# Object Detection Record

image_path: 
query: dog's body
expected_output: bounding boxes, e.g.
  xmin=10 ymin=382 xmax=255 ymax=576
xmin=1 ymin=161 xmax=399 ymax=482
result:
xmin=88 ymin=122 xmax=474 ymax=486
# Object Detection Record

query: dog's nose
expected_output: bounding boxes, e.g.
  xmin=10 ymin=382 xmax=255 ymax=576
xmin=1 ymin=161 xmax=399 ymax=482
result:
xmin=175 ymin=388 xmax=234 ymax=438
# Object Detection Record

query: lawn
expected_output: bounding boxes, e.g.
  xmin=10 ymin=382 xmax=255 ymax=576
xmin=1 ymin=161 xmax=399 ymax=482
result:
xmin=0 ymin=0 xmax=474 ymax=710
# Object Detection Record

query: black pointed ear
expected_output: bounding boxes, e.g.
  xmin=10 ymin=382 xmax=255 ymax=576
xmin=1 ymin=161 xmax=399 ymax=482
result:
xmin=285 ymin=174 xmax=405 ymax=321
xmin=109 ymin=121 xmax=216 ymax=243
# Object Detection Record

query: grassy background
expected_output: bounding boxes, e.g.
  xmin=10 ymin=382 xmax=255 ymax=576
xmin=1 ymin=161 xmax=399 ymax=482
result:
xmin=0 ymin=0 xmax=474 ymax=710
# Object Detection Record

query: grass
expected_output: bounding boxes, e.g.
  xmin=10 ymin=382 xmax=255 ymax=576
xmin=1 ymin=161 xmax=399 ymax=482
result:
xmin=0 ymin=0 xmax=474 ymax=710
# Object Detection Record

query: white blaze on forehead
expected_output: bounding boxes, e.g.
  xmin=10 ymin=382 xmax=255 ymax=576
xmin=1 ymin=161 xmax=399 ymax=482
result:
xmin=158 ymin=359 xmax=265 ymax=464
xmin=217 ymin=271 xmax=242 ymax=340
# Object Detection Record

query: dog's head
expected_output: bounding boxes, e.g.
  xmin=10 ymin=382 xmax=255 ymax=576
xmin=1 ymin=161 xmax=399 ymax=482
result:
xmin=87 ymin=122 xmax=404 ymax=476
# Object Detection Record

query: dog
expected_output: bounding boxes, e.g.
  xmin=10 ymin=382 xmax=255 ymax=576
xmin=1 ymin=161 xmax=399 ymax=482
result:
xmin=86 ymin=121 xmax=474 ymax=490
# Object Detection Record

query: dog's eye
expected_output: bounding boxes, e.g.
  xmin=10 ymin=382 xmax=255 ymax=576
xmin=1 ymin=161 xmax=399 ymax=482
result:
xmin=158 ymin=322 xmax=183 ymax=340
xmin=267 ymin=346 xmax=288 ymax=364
+++
▶ _Problem to solve_: Copy every line from the start of the data above down to and including the line containing "xmin=109 ymin=121 xmax=216 ymax=243", offsetting each coordinate in the result bounding boxes by 7.

▶ _Exercise response_:
# Object Detection Record

image_path: 
query: dog's body
expected_output: bounding boxes, e.g.
  xmin=10 ymin=382 xmax=255 ymax=576
xmin=1 ymin=161 xmax=399 ymax=482
result:
xmin=95 ymin=129 xmax=481 ymax=493
# Object Detection Record

query: dog's nose
expected_output: bounding boxes, e.g.
  xmin=10 ymin=382 xmax=255 ymax=576
xmin=1 ymin=161 xmax=399 ymax=482
result:
xmin=182 ymin=395 xmax=241 ymax=445
# Object Detection Record

query: lawn
expected_output: bounding boxes, e.g.
  xmin=10 ymin=382 xmax=255 ymax=576
xmin=1 ymin=161 xmax=399 ymax=482
result:
xmin=7 ymin=7 xmax=481 ymax=717
# Object Detection Record

query: black pointed ear
expected_output: bounding boxes, e.g.
  xmin=10 ymin=382 xmax=255 ymax=576
xmin=1 ymin=161 xmax=399 ymax=482
result:
xmin=292 ymin=181 xmax=412 ymax=328
xmin=116 ymin=128 xmax=223 ymax=250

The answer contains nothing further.